Excerpt from a dataset:
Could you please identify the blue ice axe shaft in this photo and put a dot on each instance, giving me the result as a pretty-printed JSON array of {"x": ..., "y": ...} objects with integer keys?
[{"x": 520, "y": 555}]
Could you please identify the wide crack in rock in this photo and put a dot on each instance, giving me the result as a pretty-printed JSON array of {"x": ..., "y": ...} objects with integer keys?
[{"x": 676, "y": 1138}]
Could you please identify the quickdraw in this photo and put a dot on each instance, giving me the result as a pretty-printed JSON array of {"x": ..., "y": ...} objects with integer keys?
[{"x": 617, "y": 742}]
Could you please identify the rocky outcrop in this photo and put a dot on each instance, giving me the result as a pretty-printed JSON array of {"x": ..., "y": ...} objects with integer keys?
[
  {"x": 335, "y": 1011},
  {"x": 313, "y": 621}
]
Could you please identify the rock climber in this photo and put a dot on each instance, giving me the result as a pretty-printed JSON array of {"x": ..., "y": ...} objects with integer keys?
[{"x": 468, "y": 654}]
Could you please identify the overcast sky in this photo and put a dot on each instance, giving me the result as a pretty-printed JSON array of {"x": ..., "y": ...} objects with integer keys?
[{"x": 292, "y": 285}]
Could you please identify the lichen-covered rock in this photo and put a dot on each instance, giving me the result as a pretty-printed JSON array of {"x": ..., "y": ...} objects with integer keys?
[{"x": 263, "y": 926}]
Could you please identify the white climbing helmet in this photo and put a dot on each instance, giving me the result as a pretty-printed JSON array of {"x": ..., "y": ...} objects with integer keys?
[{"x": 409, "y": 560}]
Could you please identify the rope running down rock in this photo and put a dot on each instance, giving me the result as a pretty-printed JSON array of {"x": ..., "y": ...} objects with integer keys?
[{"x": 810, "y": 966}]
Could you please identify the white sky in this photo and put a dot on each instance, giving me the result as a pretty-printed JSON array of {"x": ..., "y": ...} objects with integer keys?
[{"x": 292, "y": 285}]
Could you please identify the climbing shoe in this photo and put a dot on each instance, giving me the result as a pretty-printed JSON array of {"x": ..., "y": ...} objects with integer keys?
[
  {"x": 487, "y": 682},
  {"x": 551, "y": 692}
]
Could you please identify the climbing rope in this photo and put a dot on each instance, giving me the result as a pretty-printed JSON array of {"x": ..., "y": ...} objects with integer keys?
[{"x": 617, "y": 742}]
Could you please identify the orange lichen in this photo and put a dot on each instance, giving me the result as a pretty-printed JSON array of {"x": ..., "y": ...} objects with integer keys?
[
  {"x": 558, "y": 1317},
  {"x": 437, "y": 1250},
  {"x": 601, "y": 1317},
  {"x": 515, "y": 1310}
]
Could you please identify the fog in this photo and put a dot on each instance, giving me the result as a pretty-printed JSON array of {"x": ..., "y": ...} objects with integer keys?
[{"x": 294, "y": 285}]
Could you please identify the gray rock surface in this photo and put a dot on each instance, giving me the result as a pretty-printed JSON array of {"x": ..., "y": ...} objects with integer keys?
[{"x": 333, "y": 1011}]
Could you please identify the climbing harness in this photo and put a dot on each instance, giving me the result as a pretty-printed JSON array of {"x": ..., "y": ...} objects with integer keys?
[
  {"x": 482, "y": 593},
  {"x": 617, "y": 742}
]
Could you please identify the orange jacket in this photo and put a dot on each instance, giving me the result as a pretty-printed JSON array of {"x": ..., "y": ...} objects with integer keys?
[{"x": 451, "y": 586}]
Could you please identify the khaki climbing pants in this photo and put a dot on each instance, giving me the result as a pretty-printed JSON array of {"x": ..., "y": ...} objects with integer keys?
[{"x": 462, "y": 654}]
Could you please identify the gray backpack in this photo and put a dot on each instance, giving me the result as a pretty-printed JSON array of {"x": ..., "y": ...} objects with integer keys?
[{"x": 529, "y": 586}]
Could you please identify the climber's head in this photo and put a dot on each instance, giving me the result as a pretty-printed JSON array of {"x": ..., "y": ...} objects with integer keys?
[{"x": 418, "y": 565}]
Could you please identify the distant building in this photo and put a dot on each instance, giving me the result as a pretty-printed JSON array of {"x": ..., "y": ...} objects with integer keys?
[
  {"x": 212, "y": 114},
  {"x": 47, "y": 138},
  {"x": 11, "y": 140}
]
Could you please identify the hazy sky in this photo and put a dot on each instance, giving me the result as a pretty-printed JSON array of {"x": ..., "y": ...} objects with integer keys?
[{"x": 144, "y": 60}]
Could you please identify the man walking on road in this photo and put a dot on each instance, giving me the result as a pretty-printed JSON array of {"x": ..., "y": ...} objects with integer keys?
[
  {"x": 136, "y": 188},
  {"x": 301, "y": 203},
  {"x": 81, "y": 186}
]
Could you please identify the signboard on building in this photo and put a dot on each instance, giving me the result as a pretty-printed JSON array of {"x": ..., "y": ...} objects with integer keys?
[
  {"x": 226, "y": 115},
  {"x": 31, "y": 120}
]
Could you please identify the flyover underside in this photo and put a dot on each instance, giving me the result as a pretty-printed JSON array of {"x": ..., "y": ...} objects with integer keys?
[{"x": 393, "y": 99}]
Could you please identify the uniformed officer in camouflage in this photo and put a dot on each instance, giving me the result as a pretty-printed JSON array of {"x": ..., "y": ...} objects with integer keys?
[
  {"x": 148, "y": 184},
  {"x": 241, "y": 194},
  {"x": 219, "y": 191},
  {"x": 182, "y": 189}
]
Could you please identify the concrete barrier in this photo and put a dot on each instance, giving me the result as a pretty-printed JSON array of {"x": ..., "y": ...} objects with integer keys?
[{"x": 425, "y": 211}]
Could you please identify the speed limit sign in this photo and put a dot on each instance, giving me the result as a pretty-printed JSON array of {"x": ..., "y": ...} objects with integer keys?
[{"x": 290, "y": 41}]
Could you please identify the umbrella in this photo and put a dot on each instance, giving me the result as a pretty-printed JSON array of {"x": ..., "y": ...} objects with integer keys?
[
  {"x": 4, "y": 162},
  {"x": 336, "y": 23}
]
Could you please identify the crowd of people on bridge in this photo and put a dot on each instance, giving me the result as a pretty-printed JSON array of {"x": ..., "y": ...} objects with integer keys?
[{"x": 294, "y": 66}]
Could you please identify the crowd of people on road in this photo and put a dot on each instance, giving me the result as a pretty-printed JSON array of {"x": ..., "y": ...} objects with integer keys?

▸ **EXERCISE PROMPT**: Would you restate each of the entries word for word?

▸ **REPLY**:
Could you please identify the blue ice axe shaft in this photo and put a dot on each instance, giving me the result as a pretty-printed JSON array of {"x": ..., "y": ...} objects with integer keys?
[{"x": 520, "y": 555}]
Could you please identify the wide crack in rock in this photo and put a dot on each instance, giving me the result as a pretty-printed JSON array of {"x": ..., "y": ...} objects with integer keys?
[{"x": 676, "y": 1138}]
Could you please identify the quickdraw in this photo and put a dot on each instance, giving me the result as a pretty-printed JSON array of {"x": ..., "y": ...} objects with integer keys?
[{"x": 617, "y": 742}]
Could you please identify the rocky outcrop in this photo and put a dot on each instance, giving me the result as a pretty-printed JSON array of {"x": ..., "y": ...} objects with integer keys?
[
  {"x": 335, "y": 1011},
  {"x": 313, "y": 621}
]
Could you please identify the rock climber in this photo and put a dot on each instance, giving me the result as a pretty-printed JSON array of {"x": ..., "y": ...} objects with integer keys?
[{"x": 468, "y": 654}]
Could you please identify the overcast sky in this photo and put a dot on each instance, giving me the result as a pretty-printed JSON array of {"x": ..., "y": ...} objects with integer keys?
[{"x": 292, "y": 285}]
Could you please identify the lichen-covered rock in this photo and put a dot on each instance, giving me the result as a pretty-printed JSON array of {"x": ..., "y": ...} objects with integer keys?
[{"x": 263, "y": 926}]
Could you please identify the white climbing helmet in this photo and put a dot on each instance, giving me the result as a pretty-printed JSON array of {"x": ..., "y": ...} objects with integer keys?
[{"x": 409, "y": 560}]
Could you please identify the rope running down rock in this photo and put a dot on each instance, giving me the result as a pretty-printed JSON array of {"x": ..., "y": ...} objects with integer keys?
[{"x": 810, "y": 966}]
Could you please identify the white sky in this photo and put a dot on each instance, giving me the result as a pretty-printed JSON array of {"x": ..., "y": ...} objects with integer keys?
[{"x": 292, "y": 285}]
Could you please identify the climbing shoe in this photo and put a dot on each instance, giving me the result as a pretty-printed JSON array of {"x": ..., "y": ...} objects with integer keys?
[
  {"x": 487, "y": 682},
  {"x": 551, "y": 692}
]
Could you please identify the climbing rope in this photo and put a dot on each instance, giving me the result as a pretty-printed JSON array of {"x": ..., "y": ...} objects with integer keys?
[{"x": 617, "y": 742}]
Could you please identify the orange lichen in this photo and put a dot on each instance, giving me the result as a pretty-printed JSON array of {"x": ..., "y": ...} objects with integer keys?
[
  {"x": 558, "y": 1317},
  {"x": 437, "y": 1250},
  {"x": 601, "y": 1317},
  {"x": 515, "y": 1310}
]
Could you please identify the fog in this photo and put a dot on each instance, giving me the result as a pretty-printed JSON array of {"x": ..., "y": ...} objects with integer keys?
[{"x": 294, "y": 285}]
Could you please identify the gray rock surface in this photo and put a dot on each instance, giving me the result as a pretty-printed JSON array of {"x": ..., "y": ...} objects with integer keys?
[{"x": 333, "y": 1011}]
Could you please identify the climbing harness in this photo and put a dot on each instance, giving me the result as a pretty-printed JSON array of {"x": ..., "y": ...} objects with integer keys?
[
  {"x": 482, "y": 593},
  {"x": 617, "y": 742}
]
Could you please identify the orange jacket in this photo and put a dot on each instance, giving me the result as a pretty-printed JSON array of {"x": ..., "y": ...} objects with integer keys?
[{"x": 451, "y": 586}]
Could you please identify the khaki climbing pants in this photo and put a dot on each instance, giving me the result as a pretty-printed JSON array of {"x": ..., "y": ...} objects with integer keys?
[{"x": 462, "y": 654}]
Could you please identify the gray backpack in this photo and put a dot on each instance, giving me the result as a pretty-printed JSON array of {"x": ..., "y": ...} objects with integer keys?
[{"x": 529, "y": 586}]
Could you please identify the climber's head in this photo and put a dot on each instance, giving me the result as a pretty-printed JSON array of {"x": ..., "y": ...} objects with integer keys?
[{"x": 418, "y": 565}]
Could you please identify the distant building in this photo and put a dot on each instance, giving me the result as a pretty-printed JSON array of {"x": ..., "y": ...} objects with integer keys?
[
  {"x": 212, "y": 114},
  {"x": 47, "y": 138},
  {"x": 11, "y": 140}
]
Could you please identify the hazy sky in this photo and put a dot on each instance, giving me the result as a pretty-printed JSON array of {"x": ..., "y": ...} objects with integer keys?
[{"x": 144, "y": 60}]
Could you please identify the man walking on road in this photo and put a dot on each instance, giving me the result as a pretty-printed JSON array of {"x": ..., "y": ...} objects with integer keys?
[
  {"x": 136, "y": 188},
  {"x": 301, "y": 203},
  {"x": 81, "y": 186}
]
Could you please identify the signboard on building in this photo and put a dot on each instance, giving me the result as a pretty-printed JSON array of {"x": ..., "y": ...} objects with integer keys?
[
  {"x": 226, "y": 115},
  {"x": 31, "y": 120}
]
Could you please identify the flyover underside in this photo and put a dot on each instance, giving me the result as a pretty-printed JSON array of {"x": ..., "y": ...} objects with integer keys?
[{"x": 393, "y": 99}]
Could you please identify the uniformed officer in camouflage in this photo and put a dot on each instance, giving me the result as a pretty-printed JSON array of {"x": ..., "y": ...} objects with integer keys?
[
  {"x": 148, "y": 184},
  {"x": 241, "y": 194},
  {"x": 219, "y": 191},
  {"x": 182, "y": 189}
]
Could you please identify the concrete barrier in this photo and put a dot on each instance, giving me the result as a pretty-printed JSON array of {"x": ..., "y": ...} objects with integer keys?
[{"x": 425, "y": 211}]
Could you please identify the speed limit sign in this photo and put a dot on each instance, giving me the result as a pretty-printed JSON array of {"x": ..., "y": ...} objects with integer keys?
[{"x": 290, "y": 41}]
Could you please identify the umbrella in this photo and put a dot on each instance, giving me the result as a pretty-printed JSON array of {"x": ..., "y": ...} objects with integer keys?
[
  {"x": 4, "y": 162},
  {"x": 336, "y": 23}
]
Could you please identify the crowd of people on bridge in this photo and put a dot on each instance, giving me the result as a pretty-printed JSON array of {"x": ..., "y": ...} objects with integer keys?
[{"x": 294, "y": 66}]
Could you please identify the crowd of people on road in this photo and put a dot on each instance, giving me the result as a pretty-printed JSON array of {"x": ..., "y": ...} objects with integer keys?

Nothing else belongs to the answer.